[p2p-hackers] SHA1 broken?

Gordon Mohr ( at Bitzi) gojomo at bitzi.com
Thu Feb 17 18:23:51 UTC 2005


Serguei Osokine wrote:
> On Wednesday, February 16, 2005 Gordon Mohr wrote:
> 
>>Dan Kaminsky runs over a number of potential attacks that
>>are relevant to P2P -- see:
>>
>>  http://paketto.doxpara.com
>>...
>>Here's another example from the cryptography list that convinced
>>a  doubter...
> 
> 
> 	Certainly looks cute. Now correct me if I'm not getting something
> here - but isn't it true that in order to mount an attack one has to
> replace the "good" code (content, whatever) by the "bad" code, and the
> absolutely necessary condition is that the "good" code also has to be
> created by an attacker? So an attacker creates "good" code, gives it
> to security experts for verification, and then after they are done,
> replaces it with "bad code", right? 

Yes.

> 	Isn't it a bit far-fetched? Do we have a somewhat more realistic
> attack scenario? I just cannot imagine all this happening in real 
> life. Real-life breakdowns always tend to be way simpler than their
> theoretical scenarios (and totally unexpected, too).

It's possible. It's not that hard. It would offer rewards to an attacker
that are different and possibly larger than those offered by the simple
tricks that reel in easy marks.

So it doesn't seem that far-fetched to me.

>>But are there more simple ways to trick conscientious, hash-checking
>>users into running malware?
> 
> 
> 	Users typically don't give a damn about hash-checking; they
> expect the system to do that for them. And a few users that do give
> a damn typically can defend themselves from pretty much anything no
> matter what you throw at them. So the fate of this "expert" group 
> (consisting of about ten people for any given P2P system) does not
> really worry me, whereas for the rest of the user population there 
> are plenty of ways to trick them into running the malware - *all* 
> the current ways of doing  so are simpler than fiddling with hashes. 

If your attack is just to get someone, somewhere to run your malware,
sure. But the average/mass user is not the only interesting case.

If you want to get onto other, higher-valued machines, you have to get
around the real practices of many users, of various sophistication,
who do care about hashes of received content matching expected values.

## Work to do
A: Please repeat everything in the SHA1 post from "If your attack" down to "matching expected values.", switching "malware" to "malicious software".
B: Name every person the SHA1 post mentions by full name.
C: In the SHA1 post, about how many people are said to make up the "expert" group for any given P2P system?
The listing after this comes from a separate source.

Pointing and labeling entries
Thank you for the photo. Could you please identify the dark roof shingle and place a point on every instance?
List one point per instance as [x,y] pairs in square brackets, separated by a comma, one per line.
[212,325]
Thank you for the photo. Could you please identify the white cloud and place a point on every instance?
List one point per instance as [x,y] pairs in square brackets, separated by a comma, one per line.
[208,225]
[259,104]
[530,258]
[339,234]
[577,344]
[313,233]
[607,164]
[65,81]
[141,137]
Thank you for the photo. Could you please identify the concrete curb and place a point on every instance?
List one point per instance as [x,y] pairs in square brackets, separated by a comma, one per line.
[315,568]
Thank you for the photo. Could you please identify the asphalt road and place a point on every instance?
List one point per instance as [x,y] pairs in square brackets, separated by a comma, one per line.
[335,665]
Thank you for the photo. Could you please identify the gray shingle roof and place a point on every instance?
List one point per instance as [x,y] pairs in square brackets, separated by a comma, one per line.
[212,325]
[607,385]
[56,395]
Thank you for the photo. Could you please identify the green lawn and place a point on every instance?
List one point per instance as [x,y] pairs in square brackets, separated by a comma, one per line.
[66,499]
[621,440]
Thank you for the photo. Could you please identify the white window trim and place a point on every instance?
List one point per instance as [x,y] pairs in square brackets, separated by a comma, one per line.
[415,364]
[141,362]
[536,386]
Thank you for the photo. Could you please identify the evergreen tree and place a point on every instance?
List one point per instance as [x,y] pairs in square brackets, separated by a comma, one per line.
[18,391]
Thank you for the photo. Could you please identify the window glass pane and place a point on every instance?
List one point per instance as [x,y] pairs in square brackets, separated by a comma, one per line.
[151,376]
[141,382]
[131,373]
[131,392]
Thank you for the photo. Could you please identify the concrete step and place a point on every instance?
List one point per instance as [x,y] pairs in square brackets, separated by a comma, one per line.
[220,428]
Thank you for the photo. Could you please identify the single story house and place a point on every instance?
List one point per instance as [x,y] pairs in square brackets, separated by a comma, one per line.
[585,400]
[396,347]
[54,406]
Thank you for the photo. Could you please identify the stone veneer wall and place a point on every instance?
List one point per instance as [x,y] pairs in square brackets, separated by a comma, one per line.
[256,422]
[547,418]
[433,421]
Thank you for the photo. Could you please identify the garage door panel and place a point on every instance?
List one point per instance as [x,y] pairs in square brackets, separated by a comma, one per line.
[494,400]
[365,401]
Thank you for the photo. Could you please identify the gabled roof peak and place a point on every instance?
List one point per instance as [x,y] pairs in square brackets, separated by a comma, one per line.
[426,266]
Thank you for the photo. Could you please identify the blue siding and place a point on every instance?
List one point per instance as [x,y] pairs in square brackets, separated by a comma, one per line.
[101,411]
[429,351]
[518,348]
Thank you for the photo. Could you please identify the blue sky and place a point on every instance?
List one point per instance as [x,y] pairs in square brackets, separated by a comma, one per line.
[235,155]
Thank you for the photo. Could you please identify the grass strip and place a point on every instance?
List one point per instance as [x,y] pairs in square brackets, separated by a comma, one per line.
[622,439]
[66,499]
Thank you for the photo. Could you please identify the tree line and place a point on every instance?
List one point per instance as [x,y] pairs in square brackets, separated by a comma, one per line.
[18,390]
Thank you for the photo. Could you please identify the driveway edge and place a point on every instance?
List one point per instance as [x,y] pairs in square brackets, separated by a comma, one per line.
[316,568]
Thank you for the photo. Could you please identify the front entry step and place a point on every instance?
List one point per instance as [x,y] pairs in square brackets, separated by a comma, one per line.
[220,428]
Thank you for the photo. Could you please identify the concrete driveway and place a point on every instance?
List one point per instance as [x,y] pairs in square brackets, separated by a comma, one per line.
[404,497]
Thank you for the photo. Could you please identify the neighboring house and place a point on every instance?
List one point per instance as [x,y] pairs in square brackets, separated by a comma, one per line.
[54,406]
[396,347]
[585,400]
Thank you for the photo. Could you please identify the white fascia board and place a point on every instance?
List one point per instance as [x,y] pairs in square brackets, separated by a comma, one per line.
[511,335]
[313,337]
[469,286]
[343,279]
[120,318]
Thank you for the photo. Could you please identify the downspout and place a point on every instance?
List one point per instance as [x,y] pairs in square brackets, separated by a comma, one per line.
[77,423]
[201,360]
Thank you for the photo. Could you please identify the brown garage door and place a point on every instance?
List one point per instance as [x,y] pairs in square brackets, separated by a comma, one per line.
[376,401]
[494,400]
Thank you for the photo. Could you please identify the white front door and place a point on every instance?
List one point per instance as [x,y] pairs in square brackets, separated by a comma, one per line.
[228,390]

## Solution set
A:
If your attack is just to get someone, somewhere to run your malicious software,
sure. But the average/mass user is not the only interesting case.

If you want to get onto other, higher-valued machines, you have to get
around the real practices of many users, of various sophistication,
who do care about hashes of received content matching expected values.

B: Gordon Mohr, Serguei Osokine, Dan Kaminsky

C: About ten people.